*Problem details*. Could you write out the records from the start through the line containing "x=783, y=219", that line included and with the requests kept, shifting every coordinate in the answers by -138? Leave the pictures out.
-- start of Extracted data --
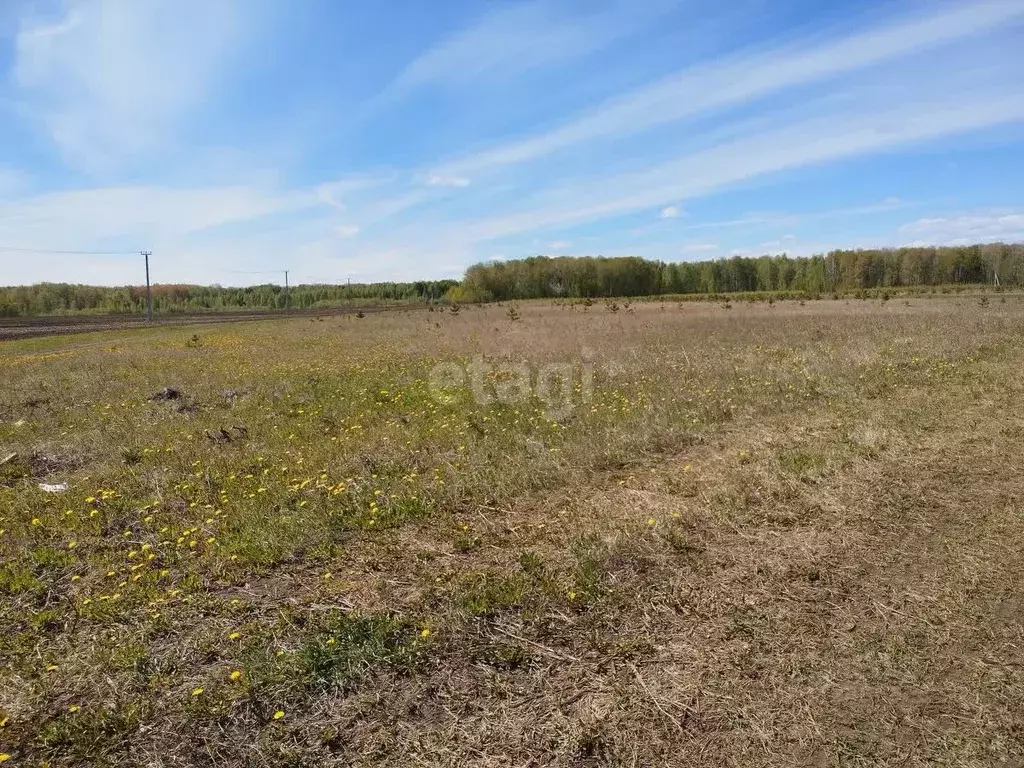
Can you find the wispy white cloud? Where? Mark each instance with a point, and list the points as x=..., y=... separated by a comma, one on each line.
x=747, y=77
x=520, y=36
x=435, y=179
x=967, y=227
x=139, y=216
x=689, y=248
x=812, y=141
x=112, y=79
x=783, y=219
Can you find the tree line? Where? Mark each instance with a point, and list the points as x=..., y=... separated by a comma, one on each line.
x=64, y=298
x=563, y=276
x=568, y=276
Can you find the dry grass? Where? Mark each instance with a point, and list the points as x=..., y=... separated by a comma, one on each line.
x=782, y=535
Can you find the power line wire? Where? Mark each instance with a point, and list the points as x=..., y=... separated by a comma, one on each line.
x=70, y=253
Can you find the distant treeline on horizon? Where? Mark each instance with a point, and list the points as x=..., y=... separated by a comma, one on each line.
x=562, y=276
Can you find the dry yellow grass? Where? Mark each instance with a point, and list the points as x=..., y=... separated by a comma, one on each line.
x=782, y=535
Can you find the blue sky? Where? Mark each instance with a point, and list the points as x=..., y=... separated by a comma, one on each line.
x=403, y=139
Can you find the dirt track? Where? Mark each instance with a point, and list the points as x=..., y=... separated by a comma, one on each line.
x=24, y=328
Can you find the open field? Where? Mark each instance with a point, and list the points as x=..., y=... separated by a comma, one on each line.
x=764, y=535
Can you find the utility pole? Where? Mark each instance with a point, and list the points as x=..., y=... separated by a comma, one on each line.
x=148, y=294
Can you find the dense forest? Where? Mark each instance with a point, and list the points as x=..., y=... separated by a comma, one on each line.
x=541, y=276
x=59, y=298
x=837, y=270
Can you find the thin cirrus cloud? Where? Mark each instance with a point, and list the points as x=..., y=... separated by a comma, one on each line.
-- end of Extracted data --
*Solution to the exercise*.
Can you find the wispy white cloud? Where? Mark each instance with a point, and list the points as x=..., y=... separated by a comma, one on each line.
x=609, y=-61
x=382, y=-102
x=297, y=41
x=829, y=89
x=1, y=78
x=551, y=110
x=674, y=3
x=-26, y=-59
x=645, y=81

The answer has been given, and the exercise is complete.